Task details: Every record below should be printed exactly as it appears.

Coordinate labeling data:
## Begin

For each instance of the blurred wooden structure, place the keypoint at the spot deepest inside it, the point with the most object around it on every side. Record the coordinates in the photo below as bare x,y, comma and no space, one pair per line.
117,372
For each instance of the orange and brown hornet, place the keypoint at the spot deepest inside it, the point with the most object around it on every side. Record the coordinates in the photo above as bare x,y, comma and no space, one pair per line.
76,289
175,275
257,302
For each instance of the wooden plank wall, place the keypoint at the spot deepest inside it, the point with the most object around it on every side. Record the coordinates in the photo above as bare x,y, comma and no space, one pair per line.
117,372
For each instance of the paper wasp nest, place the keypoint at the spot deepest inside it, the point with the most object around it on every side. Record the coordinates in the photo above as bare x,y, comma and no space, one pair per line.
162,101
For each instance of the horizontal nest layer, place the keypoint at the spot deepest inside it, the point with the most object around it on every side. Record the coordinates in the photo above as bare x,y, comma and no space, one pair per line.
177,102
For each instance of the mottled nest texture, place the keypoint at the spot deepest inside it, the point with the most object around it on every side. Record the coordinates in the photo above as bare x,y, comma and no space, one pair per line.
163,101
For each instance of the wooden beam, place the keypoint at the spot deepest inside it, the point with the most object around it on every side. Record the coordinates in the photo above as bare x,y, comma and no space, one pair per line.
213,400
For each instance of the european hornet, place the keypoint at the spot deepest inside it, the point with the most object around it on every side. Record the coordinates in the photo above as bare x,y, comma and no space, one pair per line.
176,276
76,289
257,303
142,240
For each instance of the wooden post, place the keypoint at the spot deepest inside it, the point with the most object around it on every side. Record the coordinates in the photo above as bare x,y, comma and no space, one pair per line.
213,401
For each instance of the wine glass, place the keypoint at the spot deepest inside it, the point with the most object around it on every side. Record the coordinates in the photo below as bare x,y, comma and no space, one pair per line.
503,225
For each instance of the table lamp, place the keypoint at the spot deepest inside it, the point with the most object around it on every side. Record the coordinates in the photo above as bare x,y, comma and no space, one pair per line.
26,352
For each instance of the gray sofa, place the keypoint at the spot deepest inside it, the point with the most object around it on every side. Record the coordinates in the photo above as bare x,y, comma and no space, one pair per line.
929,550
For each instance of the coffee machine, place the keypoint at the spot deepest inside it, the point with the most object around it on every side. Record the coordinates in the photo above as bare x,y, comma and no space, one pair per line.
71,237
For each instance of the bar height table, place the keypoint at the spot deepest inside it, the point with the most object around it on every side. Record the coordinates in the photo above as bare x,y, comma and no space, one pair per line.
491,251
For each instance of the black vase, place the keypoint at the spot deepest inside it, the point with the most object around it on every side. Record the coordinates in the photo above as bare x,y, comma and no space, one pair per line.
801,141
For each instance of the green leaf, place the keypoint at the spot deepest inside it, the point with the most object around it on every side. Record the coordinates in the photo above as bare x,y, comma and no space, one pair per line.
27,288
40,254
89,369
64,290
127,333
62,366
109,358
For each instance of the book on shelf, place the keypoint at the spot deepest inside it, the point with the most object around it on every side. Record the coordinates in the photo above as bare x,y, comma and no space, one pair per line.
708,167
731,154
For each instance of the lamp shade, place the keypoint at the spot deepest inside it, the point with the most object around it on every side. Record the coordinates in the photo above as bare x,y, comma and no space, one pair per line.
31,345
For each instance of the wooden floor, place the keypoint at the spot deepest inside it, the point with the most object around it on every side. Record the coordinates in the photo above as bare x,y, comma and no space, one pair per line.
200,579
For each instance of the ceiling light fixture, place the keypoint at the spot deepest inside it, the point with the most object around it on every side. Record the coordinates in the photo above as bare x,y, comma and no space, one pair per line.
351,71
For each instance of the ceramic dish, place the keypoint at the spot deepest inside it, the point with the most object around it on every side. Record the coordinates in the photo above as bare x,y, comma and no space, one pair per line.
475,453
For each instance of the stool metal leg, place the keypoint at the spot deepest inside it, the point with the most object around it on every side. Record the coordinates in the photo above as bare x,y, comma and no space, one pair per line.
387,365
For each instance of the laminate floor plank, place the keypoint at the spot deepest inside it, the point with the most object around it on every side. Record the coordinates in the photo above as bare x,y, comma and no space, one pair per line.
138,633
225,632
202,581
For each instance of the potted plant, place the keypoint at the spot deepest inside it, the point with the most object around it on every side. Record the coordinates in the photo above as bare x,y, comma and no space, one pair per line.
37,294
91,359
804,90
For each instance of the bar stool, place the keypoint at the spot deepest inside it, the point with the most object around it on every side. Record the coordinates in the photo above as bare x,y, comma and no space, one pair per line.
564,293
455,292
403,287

## End

Output for this task:
For each instance of the blurred wooden structure, place the keypoint at the spot deepest inside it, the point with the most object around it on every side. Record the coordinates in the photo below as bare x,y, comma and no space, one pair per line.
117,372
For each instance of the orange and brown hornet, place the keypoint at the spot deepest inside it, the point with the most object around it on every side. Record the coordinates in the photo above as bare x,y, comma and no space, one pair per line.
76,289
175,275
257,302
For each instance of the wooden plank wall, place the keypoint at the spot deepest inside it, the point with the most object around it on every side. Record the coordinates in the photo above as bare x,y, comma and no space, one pair per line.
117,372
For each instance of the paper wasp nest, place the keypoint at the spot deepest inside it, the point with the most object around it on every side. Record the coordinates in the photo above as bare x,y, comma and no space, one pair per line.
162,101
For each instance of the horizontal nest layer, place the keypoint at the spot deepest inside it, the point with the most object around it on every side. Record the coordinates in the photo above as bare x,y, comma and no space, one pair per line.
177,102
For each instance of the mottled nest texture, place the keypoint at the spot deepest inside it, the point with the most object around it on every side. Record the coordinates in the photo above as bare x,y, comma and no space, one pair per line.
163,101
For each instance of the wooden beam, place the keypoint at the spot deepest inside it, the point with the most object around it on every side. Record the coordinates in the photo above as bare x,y, comma and no space, one pair per line.
213,400
For each instance of the european hornet, place the keypoint at the spot deepest inside it, the point with the most object around it on every side. Record the coordinates in the photo above as bare x,y, comma and no space, one pair per line.
176,276
76,289
257,303
142,240
For each instance of the wooden post, place the keypoint at the spot deepest inside it, the point with the most object around it on every side. Record the coordinates in the photo above as bare x,y, comma and no space, one pair per line.
213,401
For each instance of the wine glass, place the keypoint at the spot deepest inside it, the point with the most object around it on every side. Record the coordinates in the photo below as bare x,y, comma and no space, one pair per line.
503,225
For each instance of the table lamp, place the keypoint at the spot deepest inside it, the point with the most object around it on every side. Record the coordinates in the photo above as bare x,y, comma and no space, one pair per line.
26,352
For each instance of the gray sofa, place the keypoint at the spot deepest inside it, the point with the most object around it on every side. Record the coordinates in the photo above as bare x,y, comma and no space, one pair per line.
929,550
For each instance of the coffee machine, place the keypoint at the spot deepest inside it, the point with the most object around it on every side. Record the coordinates in the photo above as bare x,y, comma and no space, one pair per line.
71,237
For each instance of the bar height table, place the keypoint at the spot deepest inside it, the point with the most object around it on every side. Record the coordinates in the photo above as bare x,y, comma and no space, one pair per line.
491,251
For each instance of the black vase, place the keypoint at the spot deepest inside it, the point with the most object around it on every side. Record the coordinates in the photo above as bare x,y, comma and no space, one pair per line.
801,141
For each instance of the green leaf, place the keypoint at the spot deepest inside it, the point with the most object around it on every side. Record the coordinates in the photo above as bare x,y, comma and no space, one pair per line.
27,288
40,254
89,369
64,290
127,333
62,366
109,358
For each instance of the book on shelf, place the keypoint at the spot deepest inside it, the point with the most object around it on every side. Record the coordinates in the photo above as bare x,y, comma and no space, one pair per line.
708,167
731,154
For each instance of the lamp shade, place the keypoint at the spot deepest inside it, the point with the most object around it on every side. Record the coordinates in the photo above as bare x,y, comma and no space, one pair per line.
31,345
For each instance of the wooden floor, place the keypoint at the spot deepest inside it, the point with the most object around it on every side. Record the coordinates in the photo above as bare x,y, comma and no space, one pair per line.
200,579
For each instance of the ceiling light fixture, place the keypoint at the spot deepest inside it, the point with the most object around it on every side. Record the coordinates in the photo above as bare x,y, comma and no space, one pair per line.
351,71
For each instance of the ceramic dish, place the keypoint at the spot deepest inside it, the point with the most object around it on every side. Record the coordinates in the photo above as bare x,y, comma and no space, one pair per line.
475,453
For each instance of the stool metal leg, place the keypoint at the spot deepest inside it, the point with the most object around it on every side. Record the coordinates in the photo above as bare x,y, comma and no space, one pair per line.
387,365
For each instance of the laminate floor plank, place the keypoint at the spot deepest inside it, the point with the most object around it on every side. Record the coordinates in the photo above as bare x,y, comma and no space, one pair per line.
138,633
225,632
202,581
For each instance of the potted plant, place the keypoint at the spot deepest inside it, the point with the most object around it on every side. Record the coordinates in the photo above as bare x,y, comma and no space, one pair per line.
37,294
91,359
804,90
For each instance of the bar stool, place the keypoint at the spot deepest inside it, the point with the most object around it on every side. Record the coordinates in the photo above as bare x,y, comma and no space, one pair per line.
564,293
455,292
403,287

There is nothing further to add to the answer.